==== TEXTO PROPUESTO

Elogio del sacerdocio ministerial

Por Rafael Amo

(Director de la Cátedra de Bioética de la Universidad Pontificia Comillas | Delegación de Ecumenismo de la Diócesis)

 

 

Un homenaje a los sacerdotes en el 25 y 50 aniversario de su ordenación sacerdotal

 

No corren buenos tiempos para los sacerdotes. Son muchas las dificultades presentes y todavía más oscuro su futuro. Parece que se hubiera formado la tormenta perfecta sobre sus cabezas.

 

1.- La tormenta perfecta

 

A mi juicio, serían al menos cuatro vectores los que confluyen sobre la vida de los sacerdotes y que pueden atormentarles.

 

a.- “No pido que los saques del mundo” (Jn 17,15).

 

En primer lugar, ejercer el sacerdocio en medio de un cambio cultural como pocos ha habido en la historia. Los cambios culturales no son de un día para otro, ni se producen unos cuantos por siglo. Todo parece indicar que, ahora sí, lo que se había venido fraguando en el siglo XX, ha culminado en un cambio de época en estos comienzos del siglo XXI. Sería largo de describir, pero a efectos del sacerdocio ministerial creo que son dos los puntos que más le afectan: la vieja secularización que no afloja y la fuerza de la autonomía. Entendiendo aquí por secularización la pérdida de relevancia social de la religión y con ella de los sacerdotes. No es que se añoren los tiempos del nacionalcatolicismo en los que el sacerdote era venerado, yo no los he conocido; pero es verdad que la pérdida de relevancia de lo religioso provoca la sensación de vivir en un mundo al que no le importas para nada o para el que eres una reliquia de otros tiempos. Por otra parte, todos somos hijos de nuestra cultura que empuja al individualismo y a la búsqueda de tu camino en solitario. Es el malestar de la cultura de nuestro tiempo. Pero ser hijo de la Iglesia es aceptar vivir en una familia en la que la Tradición es fundamental. Conjugar el mandato cultural de ser tú mismo y elegir tu vida con la naturaleza eclesial no es sencillo.

========
==== DATOS DEL EJERCICIO

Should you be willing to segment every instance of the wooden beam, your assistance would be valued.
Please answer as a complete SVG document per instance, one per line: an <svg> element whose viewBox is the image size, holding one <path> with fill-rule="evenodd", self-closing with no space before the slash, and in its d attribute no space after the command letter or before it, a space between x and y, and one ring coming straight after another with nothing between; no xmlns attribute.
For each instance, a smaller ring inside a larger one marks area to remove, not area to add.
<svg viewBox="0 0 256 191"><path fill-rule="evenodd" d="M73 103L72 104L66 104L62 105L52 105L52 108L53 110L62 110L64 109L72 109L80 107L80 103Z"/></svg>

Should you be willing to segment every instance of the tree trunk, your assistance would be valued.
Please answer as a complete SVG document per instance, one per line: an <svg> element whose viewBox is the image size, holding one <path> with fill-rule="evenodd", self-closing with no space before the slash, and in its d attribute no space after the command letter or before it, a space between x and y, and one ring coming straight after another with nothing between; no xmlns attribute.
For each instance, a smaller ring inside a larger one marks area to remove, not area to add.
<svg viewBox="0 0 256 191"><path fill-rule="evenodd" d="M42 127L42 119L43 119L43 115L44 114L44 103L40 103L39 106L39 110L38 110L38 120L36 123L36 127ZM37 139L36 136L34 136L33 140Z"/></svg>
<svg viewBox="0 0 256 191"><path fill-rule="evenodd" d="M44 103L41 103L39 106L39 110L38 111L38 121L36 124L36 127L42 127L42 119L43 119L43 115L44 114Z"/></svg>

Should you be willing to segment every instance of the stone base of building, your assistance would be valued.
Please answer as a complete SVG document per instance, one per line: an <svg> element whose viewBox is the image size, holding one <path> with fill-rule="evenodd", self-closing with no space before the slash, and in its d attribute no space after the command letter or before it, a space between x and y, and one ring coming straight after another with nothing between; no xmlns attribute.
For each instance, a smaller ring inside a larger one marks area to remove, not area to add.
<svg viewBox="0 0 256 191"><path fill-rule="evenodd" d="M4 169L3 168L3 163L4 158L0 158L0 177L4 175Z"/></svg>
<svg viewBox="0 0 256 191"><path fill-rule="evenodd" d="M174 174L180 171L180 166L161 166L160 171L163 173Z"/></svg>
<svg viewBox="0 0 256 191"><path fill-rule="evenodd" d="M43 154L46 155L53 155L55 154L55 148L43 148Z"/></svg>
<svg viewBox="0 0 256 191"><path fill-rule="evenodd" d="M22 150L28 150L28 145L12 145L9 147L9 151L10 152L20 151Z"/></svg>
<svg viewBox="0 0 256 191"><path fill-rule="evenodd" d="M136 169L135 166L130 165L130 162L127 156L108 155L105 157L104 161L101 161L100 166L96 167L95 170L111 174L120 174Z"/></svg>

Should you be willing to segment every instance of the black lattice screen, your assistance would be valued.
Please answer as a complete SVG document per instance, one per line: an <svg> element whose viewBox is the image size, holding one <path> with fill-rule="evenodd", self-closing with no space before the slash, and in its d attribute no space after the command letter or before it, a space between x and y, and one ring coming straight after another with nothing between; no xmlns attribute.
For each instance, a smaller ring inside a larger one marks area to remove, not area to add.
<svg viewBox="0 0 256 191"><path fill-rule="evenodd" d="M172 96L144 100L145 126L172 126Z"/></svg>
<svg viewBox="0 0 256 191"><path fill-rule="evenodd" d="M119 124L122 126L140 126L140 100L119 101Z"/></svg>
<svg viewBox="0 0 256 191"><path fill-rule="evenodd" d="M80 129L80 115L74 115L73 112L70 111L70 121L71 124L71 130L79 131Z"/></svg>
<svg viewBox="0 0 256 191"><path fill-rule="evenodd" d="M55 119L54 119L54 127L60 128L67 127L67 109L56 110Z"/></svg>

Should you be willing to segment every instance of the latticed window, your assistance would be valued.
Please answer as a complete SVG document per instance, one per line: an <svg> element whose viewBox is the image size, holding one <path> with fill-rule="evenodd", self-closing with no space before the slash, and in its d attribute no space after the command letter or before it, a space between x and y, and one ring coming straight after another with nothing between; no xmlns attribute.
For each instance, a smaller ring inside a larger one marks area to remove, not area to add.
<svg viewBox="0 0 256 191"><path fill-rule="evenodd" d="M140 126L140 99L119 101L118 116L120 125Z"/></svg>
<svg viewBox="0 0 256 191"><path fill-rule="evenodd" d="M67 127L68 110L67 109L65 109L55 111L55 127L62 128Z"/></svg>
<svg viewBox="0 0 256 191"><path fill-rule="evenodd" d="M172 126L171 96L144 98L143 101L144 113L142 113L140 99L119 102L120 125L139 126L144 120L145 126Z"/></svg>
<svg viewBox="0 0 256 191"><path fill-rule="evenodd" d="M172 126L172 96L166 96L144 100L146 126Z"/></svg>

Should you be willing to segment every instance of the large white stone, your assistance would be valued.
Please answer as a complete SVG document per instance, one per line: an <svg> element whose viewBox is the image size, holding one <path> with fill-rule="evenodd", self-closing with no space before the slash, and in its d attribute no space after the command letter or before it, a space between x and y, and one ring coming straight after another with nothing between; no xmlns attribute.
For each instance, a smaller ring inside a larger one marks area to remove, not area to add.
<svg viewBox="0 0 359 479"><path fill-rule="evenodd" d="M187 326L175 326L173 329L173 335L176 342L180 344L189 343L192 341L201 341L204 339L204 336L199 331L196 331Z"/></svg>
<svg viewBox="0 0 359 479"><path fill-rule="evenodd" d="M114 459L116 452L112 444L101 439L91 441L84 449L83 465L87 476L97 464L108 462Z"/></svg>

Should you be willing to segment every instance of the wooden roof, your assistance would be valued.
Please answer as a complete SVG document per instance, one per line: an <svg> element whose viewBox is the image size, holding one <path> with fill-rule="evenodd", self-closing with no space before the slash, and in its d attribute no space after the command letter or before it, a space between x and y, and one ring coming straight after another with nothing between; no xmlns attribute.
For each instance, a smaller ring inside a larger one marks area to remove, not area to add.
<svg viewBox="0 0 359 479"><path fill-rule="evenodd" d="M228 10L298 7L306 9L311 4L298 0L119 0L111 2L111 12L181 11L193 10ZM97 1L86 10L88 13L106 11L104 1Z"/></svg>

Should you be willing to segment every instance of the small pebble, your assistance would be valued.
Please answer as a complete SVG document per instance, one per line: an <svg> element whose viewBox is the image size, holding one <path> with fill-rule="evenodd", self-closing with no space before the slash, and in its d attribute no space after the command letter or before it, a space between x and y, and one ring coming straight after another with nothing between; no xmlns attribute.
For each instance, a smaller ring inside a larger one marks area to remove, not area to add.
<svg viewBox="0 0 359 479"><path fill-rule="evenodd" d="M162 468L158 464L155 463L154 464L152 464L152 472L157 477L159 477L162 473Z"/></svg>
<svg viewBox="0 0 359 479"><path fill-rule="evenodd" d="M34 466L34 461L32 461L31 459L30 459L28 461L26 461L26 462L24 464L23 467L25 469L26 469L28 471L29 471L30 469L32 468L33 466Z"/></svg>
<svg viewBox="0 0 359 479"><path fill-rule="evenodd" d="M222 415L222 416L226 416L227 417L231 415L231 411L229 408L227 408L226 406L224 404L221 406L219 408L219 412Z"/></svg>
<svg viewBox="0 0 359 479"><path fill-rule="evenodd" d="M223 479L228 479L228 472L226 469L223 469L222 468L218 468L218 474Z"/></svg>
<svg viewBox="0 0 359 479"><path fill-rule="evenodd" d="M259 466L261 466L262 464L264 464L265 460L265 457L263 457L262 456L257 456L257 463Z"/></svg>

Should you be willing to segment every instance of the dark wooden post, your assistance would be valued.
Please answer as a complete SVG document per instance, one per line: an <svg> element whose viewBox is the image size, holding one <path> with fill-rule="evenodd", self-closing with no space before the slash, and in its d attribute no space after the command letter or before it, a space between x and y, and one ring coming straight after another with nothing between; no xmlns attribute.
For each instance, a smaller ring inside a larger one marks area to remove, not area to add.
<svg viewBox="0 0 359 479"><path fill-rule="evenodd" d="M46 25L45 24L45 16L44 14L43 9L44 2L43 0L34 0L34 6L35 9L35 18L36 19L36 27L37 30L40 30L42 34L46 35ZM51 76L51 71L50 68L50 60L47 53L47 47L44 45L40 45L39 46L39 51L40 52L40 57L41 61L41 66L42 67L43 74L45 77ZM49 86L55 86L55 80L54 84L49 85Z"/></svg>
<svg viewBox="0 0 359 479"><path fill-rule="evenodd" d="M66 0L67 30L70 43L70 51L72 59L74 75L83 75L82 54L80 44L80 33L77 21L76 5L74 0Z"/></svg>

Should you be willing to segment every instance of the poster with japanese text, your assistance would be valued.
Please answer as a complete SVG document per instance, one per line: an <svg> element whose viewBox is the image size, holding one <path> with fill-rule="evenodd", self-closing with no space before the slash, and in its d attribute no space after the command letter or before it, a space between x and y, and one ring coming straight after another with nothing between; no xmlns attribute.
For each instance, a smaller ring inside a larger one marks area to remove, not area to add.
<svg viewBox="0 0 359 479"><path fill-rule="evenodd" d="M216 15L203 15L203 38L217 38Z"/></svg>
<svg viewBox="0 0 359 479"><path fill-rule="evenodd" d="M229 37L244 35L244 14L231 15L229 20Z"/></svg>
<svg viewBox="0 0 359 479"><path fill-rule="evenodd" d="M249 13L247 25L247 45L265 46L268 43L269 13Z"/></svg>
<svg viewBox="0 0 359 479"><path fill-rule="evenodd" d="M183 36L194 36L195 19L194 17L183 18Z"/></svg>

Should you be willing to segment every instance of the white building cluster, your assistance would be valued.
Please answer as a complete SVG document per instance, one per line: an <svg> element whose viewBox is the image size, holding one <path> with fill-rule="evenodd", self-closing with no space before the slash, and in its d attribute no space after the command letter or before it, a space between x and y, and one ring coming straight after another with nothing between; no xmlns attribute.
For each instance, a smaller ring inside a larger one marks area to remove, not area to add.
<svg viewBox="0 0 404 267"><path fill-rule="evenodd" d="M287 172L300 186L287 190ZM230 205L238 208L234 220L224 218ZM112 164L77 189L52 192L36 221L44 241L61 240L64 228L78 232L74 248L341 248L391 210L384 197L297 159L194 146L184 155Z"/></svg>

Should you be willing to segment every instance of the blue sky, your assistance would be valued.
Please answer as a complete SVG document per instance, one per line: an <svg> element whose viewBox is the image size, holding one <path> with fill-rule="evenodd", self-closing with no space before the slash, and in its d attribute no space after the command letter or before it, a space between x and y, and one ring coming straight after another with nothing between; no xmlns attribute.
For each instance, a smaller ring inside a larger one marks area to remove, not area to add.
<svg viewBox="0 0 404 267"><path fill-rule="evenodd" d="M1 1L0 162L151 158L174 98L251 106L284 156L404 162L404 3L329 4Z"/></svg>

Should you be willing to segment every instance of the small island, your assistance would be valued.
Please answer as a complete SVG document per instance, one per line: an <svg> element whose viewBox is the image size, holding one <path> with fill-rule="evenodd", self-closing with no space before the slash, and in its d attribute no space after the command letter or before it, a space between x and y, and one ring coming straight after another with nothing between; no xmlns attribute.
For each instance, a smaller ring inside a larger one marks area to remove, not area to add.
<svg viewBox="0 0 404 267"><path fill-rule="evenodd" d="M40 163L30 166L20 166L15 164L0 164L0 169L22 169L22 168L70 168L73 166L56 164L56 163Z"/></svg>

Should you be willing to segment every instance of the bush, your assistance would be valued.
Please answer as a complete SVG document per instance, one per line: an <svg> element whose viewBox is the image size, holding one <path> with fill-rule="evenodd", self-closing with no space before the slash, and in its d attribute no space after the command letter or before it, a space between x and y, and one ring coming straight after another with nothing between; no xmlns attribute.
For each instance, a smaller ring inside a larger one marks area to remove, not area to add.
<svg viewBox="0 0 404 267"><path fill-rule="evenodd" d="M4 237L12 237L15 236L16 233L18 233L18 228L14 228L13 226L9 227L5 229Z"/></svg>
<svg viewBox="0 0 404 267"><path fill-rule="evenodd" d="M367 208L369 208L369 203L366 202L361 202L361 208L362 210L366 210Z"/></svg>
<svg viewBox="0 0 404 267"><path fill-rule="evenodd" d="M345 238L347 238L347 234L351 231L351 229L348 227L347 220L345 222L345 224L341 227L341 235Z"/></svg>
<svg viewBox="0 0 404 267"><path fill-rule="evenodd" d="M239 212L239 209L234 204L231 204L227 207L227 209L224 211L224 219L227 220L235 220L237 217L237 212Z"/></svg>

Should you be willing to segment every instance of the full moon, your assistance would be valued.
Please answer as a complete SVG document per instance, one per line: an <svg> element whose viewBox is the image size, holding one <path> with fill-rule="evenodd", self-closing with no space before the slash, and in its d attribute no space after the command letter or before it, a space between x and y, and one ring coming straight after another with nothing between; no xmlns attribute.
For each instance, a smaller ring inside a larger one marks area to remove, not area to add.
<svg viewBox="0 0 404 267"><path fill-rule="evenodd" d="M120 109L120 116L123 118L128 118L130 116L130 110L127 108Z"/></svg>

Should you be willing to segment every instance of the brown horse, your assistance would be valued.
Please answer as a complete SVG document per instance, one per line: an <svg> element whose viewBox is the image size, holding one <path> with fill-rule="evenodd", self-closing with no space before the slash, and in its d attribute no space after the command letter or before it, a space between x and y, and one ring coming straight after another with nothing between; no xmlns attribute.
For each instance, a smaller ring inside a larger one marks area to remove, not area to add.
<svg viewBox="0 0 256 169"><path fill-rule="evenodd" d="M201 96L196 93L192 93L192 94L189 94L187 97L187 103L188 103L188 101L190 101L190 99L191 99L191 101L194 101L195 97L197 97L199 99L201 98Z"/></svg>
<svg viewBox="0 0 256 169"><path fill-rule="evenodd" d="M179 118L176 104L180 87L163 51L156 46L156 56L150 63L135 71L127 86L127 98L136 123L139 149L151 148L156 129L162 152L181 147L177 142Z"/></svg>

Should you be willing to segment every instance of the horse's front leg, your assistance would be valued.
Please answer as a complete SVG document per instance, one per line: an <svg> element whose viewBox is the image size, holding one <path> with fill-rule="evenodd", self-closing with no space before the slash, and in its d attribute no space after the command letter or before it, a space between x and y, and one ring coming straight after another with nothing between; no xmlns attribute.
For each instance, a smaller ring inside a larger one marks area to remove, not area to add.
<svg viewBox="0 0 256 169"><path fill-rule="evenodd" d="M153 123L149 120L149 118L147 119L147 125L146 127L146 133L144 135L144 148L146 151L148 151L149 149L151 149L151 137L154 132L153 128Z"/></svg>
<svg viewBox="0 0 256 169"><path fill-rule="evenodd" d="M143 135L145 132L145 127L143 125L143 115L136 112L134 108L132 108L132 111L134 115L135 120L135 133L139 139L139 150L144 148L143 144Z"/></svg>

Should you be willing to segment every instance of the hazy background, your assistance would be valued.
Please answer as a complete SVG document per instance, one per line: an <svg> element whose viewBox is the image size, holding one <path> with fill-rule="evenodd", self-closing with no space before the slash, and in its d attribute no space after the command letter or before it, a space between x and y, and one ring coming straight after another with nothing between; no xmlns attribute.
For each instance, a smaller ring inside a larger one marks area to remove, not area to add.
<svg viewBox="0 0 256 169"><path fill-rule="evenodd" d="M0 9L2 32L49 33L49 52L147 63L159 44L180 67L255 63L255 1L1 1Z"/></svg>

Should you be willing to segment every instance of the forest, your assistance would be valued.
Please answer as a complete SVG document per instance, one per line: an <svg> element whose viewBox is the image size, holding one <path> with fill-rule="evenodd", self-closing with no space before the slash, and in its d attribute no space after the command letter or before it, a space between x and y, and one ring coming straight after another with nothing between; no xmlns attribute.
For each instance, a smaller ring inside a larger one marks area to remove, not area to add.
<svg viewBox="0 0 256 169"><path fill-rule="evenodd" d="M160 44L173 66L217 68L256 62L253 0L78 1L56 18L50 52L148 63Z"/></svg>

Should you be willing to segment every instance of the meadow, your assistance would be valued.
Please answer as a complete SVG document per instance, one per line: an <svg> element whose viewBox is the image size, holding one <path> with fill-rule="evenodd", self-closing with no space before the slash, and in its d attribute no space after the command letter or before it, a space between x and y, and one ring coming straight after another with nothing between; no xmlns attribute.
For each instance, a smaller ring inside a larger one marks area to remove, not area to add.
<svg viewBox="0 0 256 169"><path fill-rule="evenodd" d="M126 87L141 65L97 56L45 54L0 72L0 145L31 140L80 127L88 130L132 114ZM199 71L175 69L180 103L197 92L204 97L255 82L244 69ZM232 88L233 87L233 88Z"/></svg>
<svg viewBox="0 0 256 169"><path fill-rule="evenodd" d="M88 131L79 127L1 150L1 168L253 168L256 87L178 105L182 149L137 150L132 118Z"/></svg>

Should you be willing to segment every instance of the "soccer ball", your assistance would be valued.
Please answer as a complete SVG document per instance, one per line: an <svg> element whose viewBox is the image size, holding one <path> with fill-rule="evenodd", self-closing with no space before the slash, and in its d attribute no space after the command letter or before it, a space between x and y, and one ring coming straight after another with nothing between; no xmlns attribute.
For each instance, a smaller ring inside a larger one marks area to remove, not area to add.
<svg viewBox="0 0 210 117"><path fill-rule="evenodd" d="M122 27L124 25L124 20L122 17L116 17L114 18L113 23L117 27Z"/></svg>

========

TAREAS A REALIZAR:
1) Reescribe de forma más breve, como lista, el párrafo del texto sobre el sacerdocio ministerial que comienza con "En primer lugar, ejercer el sacerdocio", conservando sus datos principales.
2) Presenta como lista numerada las líneas del listado, desde la que contiene "meadow, your assistance would be valued." hasta el final del listado, ambas incluidas, y omite las líneas en blanco.

LISTA DE SOLUCIONES:
1)
- El sacerdocio se ejerce en medio de un cambio cultural como pocos ha habido en la historia: lo que se fraguó en el siglo XX ha culminado en un cambio de época a comienzos del XXI.
- Dos puntos afectan sobre todo al sacerdocio ministerial: la vieja secularización, que no afloja, y la fuerza de la autonomía.
- La secularización, entendida como pérdida de relevancia social de la religión y de los sacerdotes, da la sensación de vivir en un mundo al que no le importas o para el que eres una reliquia, aunque no se añore el nacionalcatolicismo.
- La cultura actual empuja al individualismo y a buscar el propio camino en solitario, mientras que ser hijo de la Iglesia supone vivir en una familia donde la Tradición es fundamental.
- Conjugar el mandato cultural de ser uno mismo con la naturaleza eclesial no es sencillo.

2)
1. Should you be willing to segment every instance of the meadow, your assistance would be valued.
2. Please answer as a complete SVG document per instance, one per line: an <svg> element whose viewBox is the image size, holding one <path> with fill-rule="evenodd", self-closing with no space before the slash, and in its d attribute no space after the command letter or before it, a space between x and y, and one ring coming straight after another with nothing between; no xmlns attribute.
3. For each instance, a smaller ring inside a larger one marks area to remove, not area to add.
4. <svg viewBox="0 0 256 169"><path fill-rule="evenodd" d="M126 87L141 65L97 56L45 54L0 72L0 145L31 140L80 127L88 130L132 114ZM199 71L175 69L180 103L197 92L204 97L255 82L244 69ZM232 88L233 87L233 88Z"/></svg>
5. <svg viewBox="0 0 256 169"><path fill-rule="evenodd" d="M88 131L79 127L1 150L1 168L253 168L256 87L178 105L182 149L137 150L132 118Z"/></svg>
6. Should you be willing to segment every instance of the "soccer ball", your assistance would be valued.
7. Please answer as a complete SVG document per instance, one per line: an <svg> element whose viewBox is the image size, holding one <path> with fill-rule="evenodd", self-closing with no space before the slash, and in its d attribute no space after the command letter or before it, a space between x and y, and one ring coming straight after another with nothing between; no xmlns attribute.
8. For each instance, a smaller ring inside a larger one marks area to remove, not area to add.
9. <svg viewBox="0 0 210 117"><path fill-rule="evenodd" d="M122 27L124 25L124 20L122 17L116 17L114 18L113 23L117 27Z"/></svg>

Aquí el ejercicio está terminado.